-- RECORDS SHOWN start --
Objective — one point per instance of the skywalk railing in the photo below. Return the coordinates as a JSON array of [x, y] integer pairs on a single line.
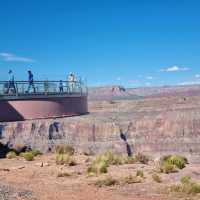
[[37, 88]]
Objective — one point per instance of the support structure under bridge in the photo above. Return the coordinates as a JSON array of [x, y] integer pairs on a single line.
[[48, 99]]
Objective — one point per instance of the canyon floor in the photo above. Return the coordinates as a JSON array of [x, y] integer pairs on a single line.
[[23, 180], [38, 180]]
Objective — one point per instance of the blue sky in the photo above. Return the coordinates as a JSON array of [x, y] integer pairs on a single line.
[[128, 42]]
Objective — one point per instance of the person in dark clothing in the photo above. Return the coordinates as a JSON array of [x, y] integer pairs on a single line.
[[61, 86], [30, 82], [11, 82]]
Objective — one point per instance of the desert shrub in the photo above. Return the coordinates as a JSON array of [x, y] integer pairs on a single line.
[[167, 168], [108, 181], [18, 148], [11, 155], [130, 160], [185, 179], [110, 158], [97, 167], [35, 152], [178, 161], [144, 159], [28, 156], [64, 149], [156, 178], [65, 159], [186, 186], [100, 164], [63, 174], [140, 173], [130, 179]]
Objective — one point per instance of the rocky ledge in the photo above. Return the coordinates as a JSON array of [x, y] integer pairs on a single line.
[[153, 126]]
-- RECORDS SHOWN end --
# EXERCISE
Please copy every item above word for word, leaving out the pictures.

# EXERCISE RESPONSE
Objective — one point per instance of the skywalk railing in the photo below. Return the coordinates as a JSON array of [x, y] integer pairs on a single line.
[[37, 88]]
Objective — one point per instance of the support structure under bridge in the photo above. Return the coordinates as a JSON array of [x, y] integer pairs on a single line.
[[48, 99]]
Objective — one point per instance of the canyon floor in the photo above. Return the coordinates as a JSON array of [x, y] integer pairs on a single line.
[[23, 180], [38, 180]]
Objective — one point per instance of the blue sky in the photo above. Return the coordinates as a JSON array of [x, y] integer pairs on a single line.
[[128, 42]]
Objective — one point per instance of the person in dark clothing in the photo above. Return the coordinates as a JSON array of [x, y] integer pairs on a single line.
[[61, 86], [30, 82], [11, 82]]
Objective — one point per instance of the desert shrub in the photo above. Return the coordinates as a JSON array of [x, y] integer pairs on a single line.
[[167, 168], [108, 181], [18, 148], [11, 155], [130, 160], [185, 179], [110, 158], [97, 167], [35, 152], [178, 161], [144, 159], [28, 156], [64, 149], [156, 178], [65, 159], [186, 186], [100, 164], [63, 174], [140, 173], [130, 179]]
Objective — one point per instance of the rocky ledge in the photo above. Return the coordinates as a JSON array of [x, y] integer pairs on a single line.
[[153, 126]]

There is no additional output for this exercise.